Instructions for the task = Set out every line of the listing below as a numbered list, leaving out blank lines and the pictures.

━━━ Entries ━━━

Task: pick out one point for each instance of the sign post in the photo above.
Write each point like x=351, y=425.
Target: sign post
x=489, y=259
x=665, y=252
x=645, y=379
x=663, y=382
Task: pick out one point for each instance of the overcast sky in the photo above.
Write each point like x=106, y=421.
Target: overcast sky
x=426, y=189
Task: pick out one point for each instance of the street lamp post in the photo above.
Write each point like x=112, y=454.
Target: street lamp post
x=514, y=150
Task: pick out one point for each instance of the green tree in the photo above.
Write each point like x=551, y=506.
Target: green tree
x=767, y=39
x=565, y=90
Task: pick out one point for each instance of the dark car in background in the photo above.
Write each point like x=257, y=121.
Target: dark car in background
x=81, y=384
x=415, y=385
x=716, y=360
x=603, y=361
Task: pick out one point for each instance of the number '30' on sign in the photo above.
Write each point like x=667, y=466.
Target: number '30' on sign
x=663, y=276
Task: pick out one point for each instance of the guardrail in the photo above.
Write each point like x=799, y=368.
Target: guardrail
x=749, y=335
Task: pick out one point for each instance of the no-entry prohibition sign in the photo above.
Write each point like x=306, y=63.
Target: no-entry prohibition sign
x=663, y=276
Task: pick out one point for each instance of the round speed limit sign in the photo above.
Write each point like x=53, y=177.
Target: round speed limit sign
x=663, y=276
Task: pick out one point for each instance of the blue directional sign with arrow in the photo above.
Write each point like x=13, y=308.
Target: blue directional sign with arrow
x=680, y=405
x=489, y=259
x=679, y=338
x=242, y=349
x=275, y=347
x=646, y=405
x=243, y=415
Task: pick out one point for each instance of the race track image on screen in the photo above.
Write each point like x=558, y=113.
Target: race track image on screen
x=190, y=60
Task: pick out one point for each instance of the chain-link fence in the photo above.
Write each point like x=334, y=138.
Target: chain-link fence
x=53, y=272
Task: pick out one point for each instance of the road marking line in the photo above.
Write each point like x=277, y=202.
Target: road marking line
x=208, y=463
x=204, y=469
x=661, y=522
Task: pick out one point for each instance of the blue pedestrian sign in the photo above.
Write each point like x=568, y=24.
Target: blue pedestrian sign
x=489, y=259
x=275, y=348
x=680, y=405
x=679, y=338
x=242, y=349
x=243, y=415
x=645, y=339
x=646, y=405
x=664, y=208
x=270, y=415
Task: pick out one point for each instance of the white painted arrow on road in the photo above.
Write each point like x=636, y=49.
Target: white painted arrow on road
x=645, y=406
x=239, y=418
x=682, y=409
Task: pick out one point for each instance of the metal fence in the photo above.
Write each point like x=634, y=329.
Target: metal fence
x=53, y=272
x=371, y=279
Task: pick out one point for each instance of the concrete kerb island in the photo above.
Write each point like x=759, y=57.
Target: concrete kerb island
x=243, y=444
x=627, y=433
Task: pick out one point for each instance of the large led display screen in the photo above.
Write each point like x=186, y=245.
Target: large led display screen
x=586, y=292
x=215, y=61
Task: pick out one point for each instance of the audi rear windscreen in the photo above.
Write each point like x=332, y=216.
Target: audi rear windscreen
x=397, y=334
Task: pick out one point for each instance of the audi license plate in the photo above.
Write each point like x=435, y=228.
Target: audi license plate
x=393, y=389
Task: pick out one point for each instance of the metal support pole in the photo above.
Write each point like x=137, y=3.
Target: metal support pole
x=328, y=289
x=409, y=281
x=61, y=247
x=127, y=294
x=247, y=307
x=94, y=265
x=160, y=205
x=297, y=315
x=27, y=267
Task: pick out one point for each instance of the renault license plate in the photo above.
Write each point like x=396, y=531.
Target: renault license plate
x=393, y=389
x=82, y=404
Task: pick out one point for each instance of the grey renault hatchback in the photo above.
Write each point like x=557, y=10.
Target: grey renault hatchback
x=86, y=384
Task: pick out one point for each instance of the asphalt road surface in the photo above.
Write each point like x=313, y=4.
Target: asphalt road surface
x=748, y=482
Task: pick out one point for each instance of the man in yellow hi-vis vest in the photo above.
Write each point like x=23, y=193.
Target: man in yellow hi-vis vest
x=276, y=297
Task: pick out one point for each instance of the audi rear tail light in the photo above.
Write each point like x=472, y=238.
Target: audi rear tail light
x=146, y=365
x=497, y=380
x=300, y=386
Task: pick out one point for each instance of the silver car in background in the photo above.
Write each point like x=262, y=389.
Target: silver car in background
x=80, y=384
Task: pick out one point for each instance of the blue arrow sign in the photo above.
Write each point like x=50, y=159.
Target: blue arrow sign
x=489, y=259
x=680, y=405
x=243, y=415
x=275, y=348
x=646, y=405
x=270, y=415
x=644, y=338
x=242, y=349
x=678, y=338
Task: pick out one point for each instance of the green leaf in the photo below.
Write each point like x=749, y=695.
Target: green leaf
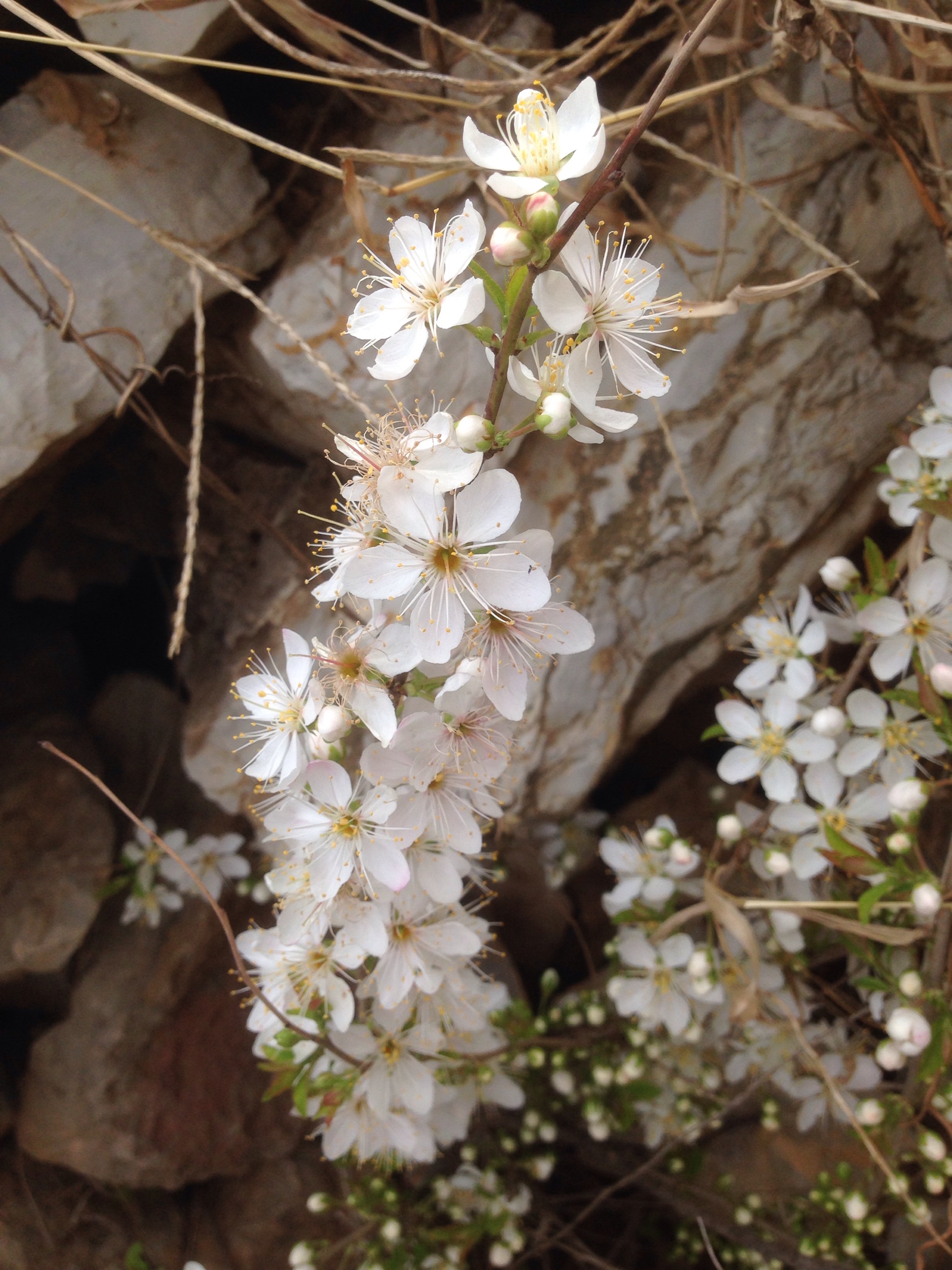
x=489, y=282
x=300, y=1097
x=842, y=847
x=875, y=564
x=135, y=1258
x=870, y=897
x=514, y=288
x=641, y=1091
x=932, y=1061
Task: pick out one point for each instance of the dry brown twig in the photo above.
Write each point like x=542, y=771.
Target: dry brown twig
x=193, y=483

━━━

The response =
1. Task: pick out one point for each instance of the sign post in the photo above.
2. Write each point like x=351, y=425.
3. Target: sign post
4. x=489, y=259
5. x=665, y=252
6. x=645, y=379
7. x=663, y=382
8. Task: pick out one point for each instance of the overcast sky in the photo above.
9. Write each point like x=106, y=421.
10. Target: overcast sky
11. x=426, y=189
12. Task: pick out one point for each instance of the street lamp post in the photo above.
13. Write each point like x=112, y=454.
14. Target: street lamp post
15. x=514, y=150
16. Task: pick out one point for each instance of the green tree in the photo above.
17. Write each point like x=551, y=506.
18. Target: green tree
19. x=767, y=39
20. x=565, y=90
21. Task: pick out one point for each instance of the dark car in background in the photo above.
22. Write each point like x=257, y=121.
23. Target: dark car in background
24. x=81, y=384
25. x=415, y=385
26. x=716, y=360
27. x=603, y=361
28. Task: pick out one point for each instance of the number '30' on sign in the photo above.
29. Write each point like x=667, y=466.
30. Target: number '30' on sign
31. x=663, y=276
32. Task: pick out one point for each instance of the guardrail in the photo above.
33. Write each point like x=799, y=368.
34. Target: guardrail
35. x=749, y=335
36. Task: pick out one point for each instance of the no-entry prohibition sign in the photo above.
37. Write each point like x=306, y=63.
38. Target: no-entry prohibition sign
39. x=663, y=276
40. Task: pick out one point for each instance of the round speed limit sign in the photo above.
41. Write each point like x=53, y=177.
42. Target: round speed limit sign
43. x=663, y=276
44. Task: pick out one point for each instance of the blue directional sign with arrow in the photo above.
45. Write each point like x=13, y=308.
46. Target: blue directional sign with arrow
47. x=680, y=405
48. x=489, y=259
49. x=679, y=338
50. x=242, y=349
51. x=275, y=347
52. x=646, y=405
53. x=243, y=415
54. Task: pick out one point for each instance of the race track image on screen in the photo above.
55. Write each point like x=558, y=113.
56. Target: race track image on screen
57. x=190, y=60
58. Task: pick out one point for each instance of the chain-link fence in the photo above.
59. Write each point like x=334, y=138.
60. Target: chain-link fence
61. x=53, y=272
62. Task: pick out one point for each instance of the road marking line in the photo above.
63. Write each point like x=277, y=202.
64. Target: road marking line
65. x=208, y=463
66. x=204, y=469
67. x=661, y=522
68. Task: pick out one point for each instance of the blue pedestrian sign in the photo above.
69. Write each point like x=568, y=24.
70. Target: blue pedestrian sign
71. x=489, y=259
72. x=275, y=348
73. x=680, y=405
74. x=679, y=338
75. x=242, y=349
76. x=243, y=415
77. x=645, y=339
78. x=646, y=405
79. x=664, y=208
80. x=270, y=415
81. Task: pick out one point for each instance of the white painted arrow on road in the photo above.
82. Write each point like x=636, y=49.
83. Target: white painted arrow on road
84. x=645, y=406
85. x=239, y=418
86. x=682, y=409
87. Task: pick out one point for each instance of the metal fence in the photo above.
88. Write each point like x=634, y=329.
89. Target: metal fence
90. x=53, y=272
91. x=371, y=279
92. Task: pick out one point for each instance of the concrete kerb island in the photo above.
93. Write each point like x=759, y=57.
94. Target: concrete kerb island
95. x=243, y=444
96. x=627, y=433
97. Task: pick out one point for each instance of the large led display screen in the photo above.
98. Write each point like x=186, y=245.
99. Target: large led display screen
100. x=586, y=292
101. x=215, y=61
102. Task: pick out one point for each instance of the audi rear windscreen in the photo above.
103. Write each point like x=332, y=216.
104. Target: audi rear windscreen
105. x=397, y=334
106. Task: pick out one point for each instance of the audi license plate in the photo above.
107. Write each point like x=435, y=228.
108. Target: audi license plate
109. x=393, y=389
110. Task: pick out one point for each instance of the metal support pole in the photo above.
111. Write each point like x=137, y=3.
112. Target: metal support pole
113. x=328, y=289
114. x=409, y=281
115. x=61, y=247
116. x=127, y=294
117. x=247, y=307
118. x=94, y=265
119. x=160, y=205
120. x=297, y=315
121. x=27, y=267
122. Task: pick out one point for each instance of the renault license plate in the photo above.
123. Write each point like x=396, y=531.
124. Target: renault license plate
125. x=393, y=389
126. x=82, y=404
127. Task: pick out one point for each instance of the grey renault hatchback in the photo above.
128. Write each point like x=557, y=10.
129. Target: grey renault hatchback
130. x=86, y=384
131. Task: pick out one point for each instance of the asphalt road surface in the photo above.
132. Write each point like x=313, y=4.
133. Target: asphalt road surface
134. x=748, y=482
135. Task: pick out one point for each instance of the man in yellow hi-vis vest in the photo above.
136. Write each point like x=23, y=193.
137. Target: man in yellow hi-vis vest
138. x=276, y=297
139. Task: pick out one point for each instance of the audi rear tail light in the photo above.
140. Write each point like x=472, y=238.
141. Target: audi rear tail light
142. x=146, y=365
143. x=497, y=380
144. x=300, y=386
145. Task: pick out one point for each instance of the silver car in background in the photo above.
146. Write each point like x=262, y=389.
147. Target: silver car in background
148. x=80, y=384
149. Task: pick out one point for each instance of the blue arrow sign in the photo above.
150. Write each point like x=50, y=159.
151. Target: blue arrow sign
152. x=489, y=259
153. x=680, y=405
154. x=243, y=415
155. x=275, y=348
156. x=646, y=405
157. x=270, y=415
158. x=644, y=338
159. x=242, y=349
160. x=678, y=338
161. Task: pick out one point for each instance of the green leaf in the photo below.
162. Write each point like x=749, y=695.
163. Target: green leaf
164. x=489, y=282
165. x=300, y=1097
166. x=842, y=847
167. x=875, y=564
168. x=135, y=1258
169. x=870, y=897
170. x=514, y=288
171. x=641, y=1091
172. x=932, y=1061
173. Task: pick out one point for each instance of the dry brown twig in the photo above.
174. Write each point like x=542, y=771.
175. Target: dry brown twig
176. x=193, y=483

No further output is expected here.